Passage provided:
City/Town: • Gary |
Location Class: • Amusement |
Built: • 1941 | Abandoned: • 1990s |
Historic Designation: • National Register of Historic Places • African American Heritage Site |
Status: • Abandoned |
Photojournalist: • David Bulit |
Table of Contents
North Gleason Park
North Gleason Park in Gary was first developed in 1920. Originally named Riverside Park, it was renamed after the U.S. Steel Superintendent and park board president William P. Gleason in 1933. It was just half a 315-acre public park on the Little Calumet River. The park was segregated into north and south sections divided by the river.
South Gleason Park served the white residents of Gary and mainly consisted of an 18-hole golf course and a clubhouse designed by architect George Washington Maher. His other works in Gary include the Gary Bathing Beach Aquatorium, the Gary Elks Temple, and the Gary Heat, Light, and Water Company Warehouse.
North Gleason Park served only black residents and featured athletic fields, tennis courts, an outdoor swimming pool, picnic pavilions, and an extremely popular 9-hole golf course that winded through the swamplands. The funding for the two sides of the park was never equal, with the south side enjoying more and better quality amenities, such as an 18-hole golf course, as opposed to the north side’s 9-hole golf course and its location along the river’s flood plain being less than ideal.
Golfers at the park founded the “Par-Makers,” which hosted regional tournaments, contributed to a scholarship fund, and supported causes in the black community. In 1951, the Par-Makers invited professional boxer Joe Louis to their golf tournament, using his fame as leverage to convince the Gary Park Board to allow play at South Gleason Golf Course.
It wasn’t until the 1960s that city parks were integrated. Local female golfer Ann Gregory paid her fee and proceeded to play a full 18 holes at South Gleason despite protests from the groundskeeper. Their collective perseverance allowed the integration of the 18-hole golf course and most city parks.

Exercise brief: Reproduce the passage about North Gleason Park word for word, starting at "Golfers at the" and ending at "Gleason Golf Course.".

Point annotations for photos
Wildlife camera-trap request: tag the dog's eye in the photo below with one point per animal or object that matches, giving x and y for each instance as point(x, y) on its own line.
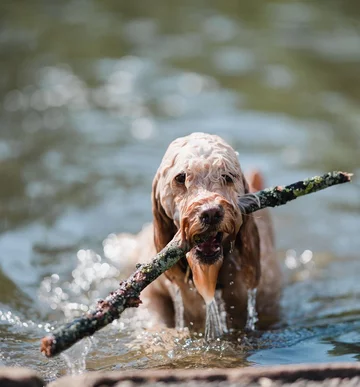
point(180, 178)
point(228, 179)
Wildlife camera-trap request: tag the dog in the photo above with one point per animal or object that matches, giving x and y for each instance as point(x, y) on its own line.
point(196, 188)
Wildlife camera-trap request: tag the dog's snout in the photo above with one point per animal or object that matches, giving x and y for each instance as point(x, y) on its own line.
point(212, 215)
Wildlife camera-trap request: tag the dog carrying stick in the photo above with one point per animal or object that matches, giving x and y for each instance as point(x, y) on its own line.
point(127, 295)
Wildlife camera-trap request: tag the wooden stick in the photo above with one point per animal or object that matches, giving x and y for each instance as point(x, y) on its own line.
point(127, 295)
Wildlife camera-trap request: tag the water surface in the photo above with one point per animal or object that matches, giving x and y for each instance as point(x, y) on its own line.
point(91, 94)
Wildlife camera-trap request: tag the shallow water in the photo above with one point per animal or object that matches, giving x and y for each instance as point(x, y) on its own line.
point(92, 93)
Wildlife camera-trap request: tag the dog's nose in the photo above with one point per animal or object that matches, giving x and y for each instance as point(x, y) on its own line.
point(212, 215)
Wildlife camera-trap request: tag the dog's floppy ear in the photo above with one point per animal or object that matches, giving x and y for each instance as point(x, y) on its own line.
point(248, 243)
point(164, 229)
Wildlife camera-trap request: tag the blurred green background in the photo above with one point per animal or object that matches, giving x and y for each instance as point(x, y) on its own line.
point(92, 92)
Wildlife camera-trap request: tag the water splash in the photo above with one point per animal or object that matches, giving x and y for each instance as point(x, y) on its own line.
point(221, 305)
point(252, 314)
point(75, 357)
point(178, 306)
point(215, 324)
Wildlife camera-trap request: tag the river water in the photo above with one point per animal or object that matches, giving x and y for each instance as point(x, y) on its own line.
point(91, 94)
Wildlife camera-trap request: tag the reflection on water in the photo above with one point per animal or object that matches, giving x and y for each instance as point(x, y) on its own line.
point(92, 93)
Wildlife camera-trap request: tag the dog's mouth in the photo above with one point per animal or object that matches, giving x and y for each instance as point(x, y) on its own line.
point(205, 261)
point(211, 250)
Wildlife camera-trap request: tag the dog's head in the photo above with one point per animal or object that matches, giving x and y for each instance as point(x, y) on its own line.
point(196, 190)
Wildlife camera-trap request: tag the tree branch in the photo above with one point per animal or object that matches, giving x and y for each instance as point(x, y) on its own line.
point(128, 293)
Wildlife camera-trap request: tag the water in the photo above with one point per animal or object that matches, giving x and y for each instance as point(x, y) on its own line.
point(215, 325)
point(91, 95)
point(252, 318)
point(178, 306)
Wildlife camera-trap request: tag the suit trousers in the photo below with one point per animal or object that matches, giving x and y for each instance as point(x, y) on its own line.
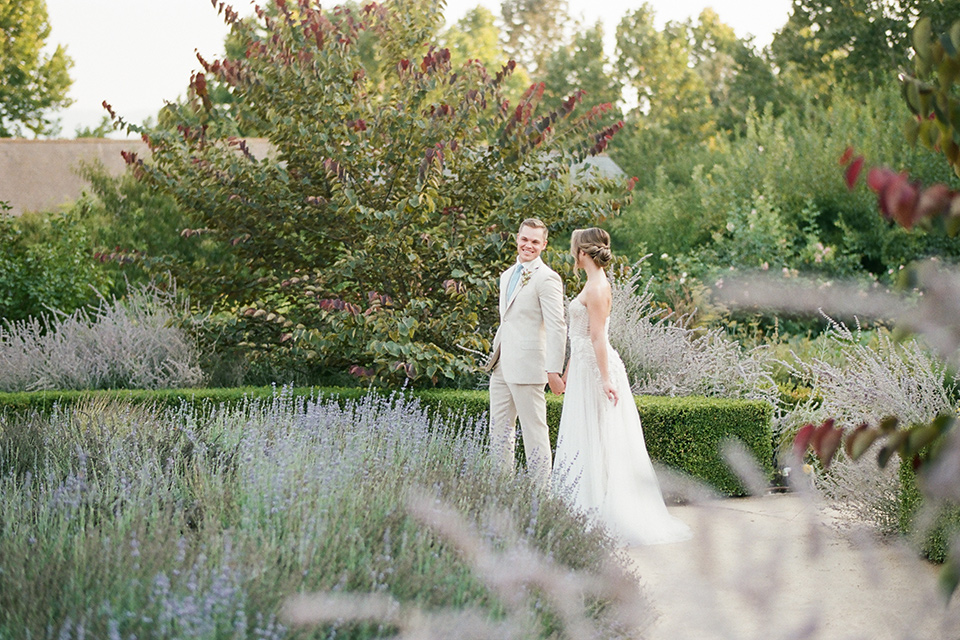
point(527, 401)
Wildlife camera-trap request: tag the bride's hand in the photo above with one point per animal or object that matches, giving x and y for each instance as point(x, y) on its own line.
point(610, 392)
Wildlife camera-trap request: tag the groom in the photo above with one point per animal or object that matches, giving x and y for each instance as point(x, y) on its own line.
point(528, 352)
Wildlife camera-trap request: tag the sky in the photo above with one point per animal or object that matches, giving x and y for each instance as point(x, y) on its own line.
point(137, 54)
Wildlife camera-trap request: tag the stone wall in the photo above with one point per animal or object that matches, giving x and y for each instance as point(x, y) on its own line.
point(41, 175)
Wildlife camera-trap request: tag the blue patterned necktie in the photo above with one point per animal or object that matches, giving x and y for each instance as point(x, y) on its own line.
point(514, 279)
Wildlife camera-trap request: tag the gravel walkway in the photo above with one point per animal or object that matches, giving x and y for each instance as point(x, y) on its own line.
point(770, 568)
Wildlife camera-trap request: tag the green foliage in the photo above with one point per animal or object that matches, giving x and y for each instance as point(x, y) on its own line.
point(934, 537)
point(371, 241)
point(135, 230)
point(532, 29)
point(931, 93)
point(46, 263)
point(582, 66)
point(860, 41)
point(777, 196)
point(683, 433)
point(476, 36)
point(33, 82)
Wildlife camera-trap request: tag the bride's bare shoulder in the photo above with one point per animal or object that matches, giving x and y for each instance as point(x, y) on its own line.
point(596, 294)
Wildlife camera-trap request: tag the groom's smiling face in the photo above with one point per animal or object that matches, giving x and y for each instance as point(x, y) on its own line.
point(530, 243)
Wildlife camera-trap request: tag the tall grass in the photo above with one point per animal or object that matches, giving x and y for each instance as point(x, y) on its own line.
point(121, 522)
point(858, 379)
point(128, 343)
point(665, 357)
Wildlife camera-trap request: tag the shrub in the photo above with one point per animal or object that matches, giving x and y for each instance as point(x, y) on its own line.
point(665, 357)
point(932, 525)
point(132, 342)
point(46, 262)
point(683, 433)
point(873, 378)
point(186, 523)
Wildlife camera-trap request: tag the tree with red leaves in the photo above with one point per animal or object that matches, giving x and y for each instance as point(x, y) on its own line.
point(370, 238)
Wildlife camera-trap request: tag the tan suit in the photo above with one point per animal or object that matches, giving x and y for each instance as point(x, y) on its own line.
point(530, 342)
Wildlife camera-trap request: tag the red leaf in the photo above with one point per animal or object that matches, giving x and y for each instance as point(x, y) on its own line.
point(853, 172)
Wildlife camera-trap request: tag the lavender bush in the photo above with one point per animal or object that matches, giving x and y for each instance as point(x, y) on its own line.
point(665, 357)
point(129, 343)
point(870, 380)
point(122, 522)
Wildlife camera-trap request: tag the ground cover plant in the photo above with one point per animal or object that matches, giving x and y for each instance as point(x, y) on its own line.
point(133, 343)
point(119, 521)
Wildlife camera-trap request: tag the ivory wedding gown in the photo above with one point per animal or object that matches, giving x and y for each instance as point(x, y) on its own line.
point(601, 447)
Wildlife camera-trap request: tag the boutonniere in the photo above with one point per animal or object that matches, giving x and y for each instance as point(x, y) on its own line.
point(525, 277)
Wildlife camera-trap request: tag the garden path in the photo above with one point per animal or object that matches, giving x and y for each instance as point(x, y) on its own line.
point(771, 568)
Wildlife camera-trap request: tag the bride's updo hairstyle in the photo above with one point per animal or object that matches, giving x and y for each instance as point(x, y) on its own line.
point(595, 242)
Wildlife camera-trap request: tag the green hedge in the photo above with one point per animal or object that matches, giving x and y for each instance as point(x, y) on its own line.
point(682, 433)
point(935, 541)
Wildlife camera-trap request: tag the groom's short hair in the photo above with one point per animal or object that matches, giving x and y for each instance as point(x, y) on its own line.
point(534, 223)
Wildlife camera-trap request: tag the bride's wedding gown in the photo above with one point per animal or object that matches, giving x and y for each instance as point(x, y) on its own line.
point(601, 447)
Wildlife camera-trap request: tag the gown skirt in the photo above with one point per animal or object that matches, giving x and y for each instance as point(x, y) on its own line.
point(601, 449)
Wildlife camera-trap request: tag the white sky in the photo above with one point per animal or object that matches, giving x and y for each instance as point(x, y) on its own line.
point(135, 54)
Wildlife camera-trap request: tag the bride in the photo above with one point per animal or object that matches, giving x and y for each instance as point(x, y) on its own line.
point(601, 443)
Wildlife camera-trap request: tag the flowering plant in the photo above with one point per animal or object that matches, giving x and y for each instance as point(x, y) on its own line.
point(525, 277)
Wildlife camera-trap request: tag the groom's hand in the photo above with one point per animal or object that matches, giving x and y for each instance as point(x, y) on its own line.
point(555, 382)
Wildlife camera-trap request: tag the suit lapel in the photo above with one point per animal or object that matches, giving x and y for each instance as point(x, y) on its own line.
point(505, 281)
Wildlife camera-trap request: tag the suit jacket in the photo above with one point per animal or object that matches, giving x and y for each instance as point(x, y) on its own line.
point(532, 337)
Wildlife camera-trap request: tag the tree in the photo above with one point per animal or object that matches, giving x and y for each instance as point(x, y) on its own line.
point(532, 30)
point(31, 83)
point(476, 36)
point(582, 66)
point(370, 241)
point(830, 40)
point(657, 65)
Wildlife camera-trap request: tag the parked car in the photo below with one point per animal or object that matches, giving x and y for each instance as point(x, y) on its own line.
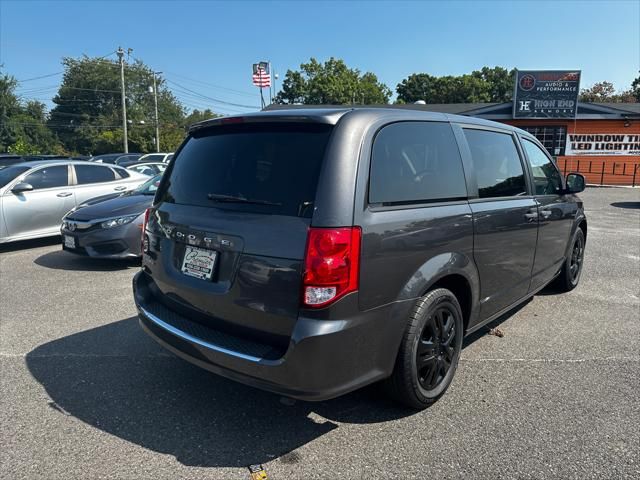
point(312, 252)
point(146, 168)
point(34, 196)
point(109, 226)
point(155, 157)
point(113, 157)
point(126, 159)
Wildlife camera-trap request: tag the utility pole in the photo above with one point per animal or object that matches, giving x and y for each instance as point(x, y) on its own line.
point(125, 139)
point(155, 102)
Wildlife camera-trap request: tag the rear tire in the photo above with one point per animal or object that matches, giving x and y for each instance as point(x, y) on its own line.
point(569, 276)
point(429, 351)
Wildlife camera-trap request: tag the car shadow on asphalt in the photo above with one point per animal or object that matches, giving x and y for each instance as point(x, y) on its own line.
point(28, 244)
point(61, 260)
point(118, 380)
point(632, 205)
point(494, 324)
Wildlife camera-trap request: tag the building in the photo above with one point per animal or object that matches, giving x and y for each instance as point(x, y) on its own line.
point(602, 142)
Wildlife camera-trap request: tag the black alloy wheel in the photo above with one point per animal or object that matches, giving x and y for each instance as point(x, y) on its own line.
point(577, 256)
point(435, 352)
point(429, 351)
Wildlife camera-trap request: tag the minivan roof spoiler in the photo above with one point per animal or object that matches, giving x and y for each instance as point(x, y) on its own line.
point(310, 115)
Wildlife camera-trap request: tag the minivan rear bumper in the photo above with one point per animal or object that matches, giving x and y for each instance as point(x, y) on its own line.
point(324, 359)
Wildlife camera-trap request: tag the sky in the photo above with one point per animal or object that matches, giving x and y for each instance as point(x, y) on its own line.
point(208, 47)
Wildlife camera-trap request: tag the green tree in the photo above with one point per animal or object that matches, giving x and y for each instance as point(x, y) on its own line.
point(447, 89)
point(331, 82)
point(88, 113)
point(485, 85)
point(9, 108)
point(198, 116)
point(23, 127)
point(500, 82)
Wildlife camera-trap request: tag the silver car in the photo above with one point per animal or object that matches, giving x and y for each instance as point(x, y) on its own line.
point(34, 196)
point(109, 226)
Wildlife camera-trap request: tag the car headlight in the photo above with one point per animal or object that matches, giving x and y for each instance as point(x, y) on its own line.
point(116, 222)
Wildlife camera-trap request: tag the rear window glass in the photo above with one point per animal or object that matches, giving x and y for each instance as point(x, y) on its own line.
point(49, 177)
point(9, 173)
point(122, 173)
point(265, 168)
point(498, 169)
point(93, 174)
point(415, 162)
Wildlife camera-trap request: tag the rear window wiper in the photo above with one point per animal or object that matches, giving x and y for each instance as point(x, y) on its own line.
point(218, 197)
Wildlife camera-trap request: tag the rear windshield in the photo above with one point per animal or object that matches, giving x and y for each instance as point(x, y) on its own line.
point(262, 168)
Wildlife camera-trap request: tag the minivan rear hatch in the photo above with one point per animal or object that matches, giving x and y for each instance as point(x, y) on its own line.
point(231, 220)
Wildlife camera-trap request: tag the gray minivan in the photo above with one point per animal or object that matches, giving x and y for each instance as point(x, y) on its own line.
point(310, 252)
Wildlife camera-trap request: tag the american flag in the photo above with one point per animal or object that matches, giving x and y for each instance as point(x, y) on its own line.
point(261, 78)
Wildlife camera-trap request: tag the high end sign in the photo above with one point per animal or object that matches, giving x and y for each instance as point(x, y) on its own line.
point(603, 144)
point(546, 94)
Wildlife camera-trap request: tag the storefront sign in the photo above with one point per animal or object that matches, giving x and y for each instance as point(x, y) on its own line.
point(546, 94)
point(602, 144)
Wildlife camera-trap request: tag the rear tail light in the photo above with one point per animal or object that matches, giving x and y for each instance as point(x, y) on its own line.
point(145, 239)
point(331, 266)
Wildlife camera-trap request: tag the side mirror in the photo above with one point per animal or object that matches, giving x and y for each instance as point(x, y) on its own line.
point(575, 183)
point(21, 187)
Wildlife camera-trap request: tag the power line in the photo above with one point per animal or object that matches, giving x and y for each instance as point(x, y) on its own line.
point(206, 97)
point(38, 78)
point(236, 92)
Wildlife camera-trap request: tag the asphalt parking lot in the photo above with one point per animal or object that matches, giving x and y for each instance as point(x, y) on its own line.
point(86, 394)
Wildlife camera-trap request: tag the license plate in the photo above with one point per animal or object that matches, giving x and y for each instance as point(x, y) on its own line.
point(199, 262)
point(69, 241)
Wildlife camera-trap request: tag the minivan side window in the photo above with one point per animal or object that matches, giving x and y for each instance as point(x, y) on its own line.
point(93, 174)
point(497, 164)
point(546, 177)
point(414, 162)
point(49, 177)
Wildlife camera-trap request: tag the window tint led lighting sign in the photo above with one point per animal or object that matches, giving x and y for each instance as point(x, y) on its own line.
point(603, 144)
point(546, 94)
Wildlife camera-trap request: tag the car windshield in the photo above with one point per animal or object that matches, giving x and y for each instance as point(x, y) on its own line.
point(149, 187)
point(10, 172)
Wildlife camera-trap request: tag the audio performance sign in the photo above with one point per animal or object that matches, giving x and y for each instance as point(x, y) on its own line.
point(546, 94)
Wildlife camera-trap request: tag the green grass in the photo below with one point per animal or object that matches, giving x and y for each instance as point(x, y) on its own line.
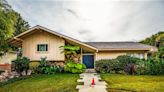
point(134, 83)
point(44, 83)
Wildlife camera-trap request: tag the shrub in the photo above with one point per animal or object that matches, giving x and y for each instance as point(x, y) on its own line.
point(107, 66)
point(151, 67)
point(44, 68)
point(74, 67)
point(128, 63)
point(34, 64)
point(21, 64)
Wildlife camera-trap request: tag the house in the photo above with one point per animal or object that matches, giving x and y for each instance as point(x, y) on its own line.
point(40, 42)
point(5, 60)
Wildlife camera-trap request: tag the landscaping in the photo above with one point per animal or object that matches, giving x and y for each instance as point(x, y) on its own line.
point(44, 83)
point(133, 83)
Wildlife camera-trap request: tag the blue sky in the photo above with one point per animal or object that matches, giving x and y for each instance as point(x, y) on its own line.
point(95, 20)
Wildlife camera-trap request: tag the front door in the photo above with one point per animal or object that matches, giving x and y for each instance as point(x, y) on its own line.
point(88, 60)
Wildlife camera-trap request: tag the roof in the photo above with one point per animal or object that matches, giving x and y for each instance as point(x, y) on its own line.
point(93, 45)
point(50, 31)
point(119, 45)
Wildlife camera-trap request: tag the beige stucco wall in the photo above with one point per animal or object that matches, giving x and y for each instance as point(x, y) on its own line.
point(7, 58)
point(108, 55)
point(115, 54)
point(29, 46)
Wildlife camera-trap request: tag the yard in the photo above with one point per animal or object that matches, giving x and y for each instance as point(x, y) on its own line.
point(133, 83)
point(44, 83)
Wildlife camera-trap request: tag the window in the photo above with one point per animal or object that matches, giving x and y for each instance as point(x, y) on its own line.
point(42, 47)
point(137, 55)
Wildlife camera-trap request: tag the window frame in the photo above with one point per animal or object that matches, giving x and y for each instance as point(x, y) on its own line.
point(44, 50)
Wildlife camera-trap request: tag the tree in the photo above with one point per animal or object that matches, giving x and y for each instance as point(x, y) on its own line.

Exercise answer:
Golfers at the park founded the “Par-Makers,” which hosted regional tournaments, contributed to a scholarship fund, and supported causes in the black community. In 1951, the Par-Makers invited professional boxer Joe Louis to their golf tournament, using his fame as leverage to convince the Gary Park Board to allow play at South Gleason Golf Course.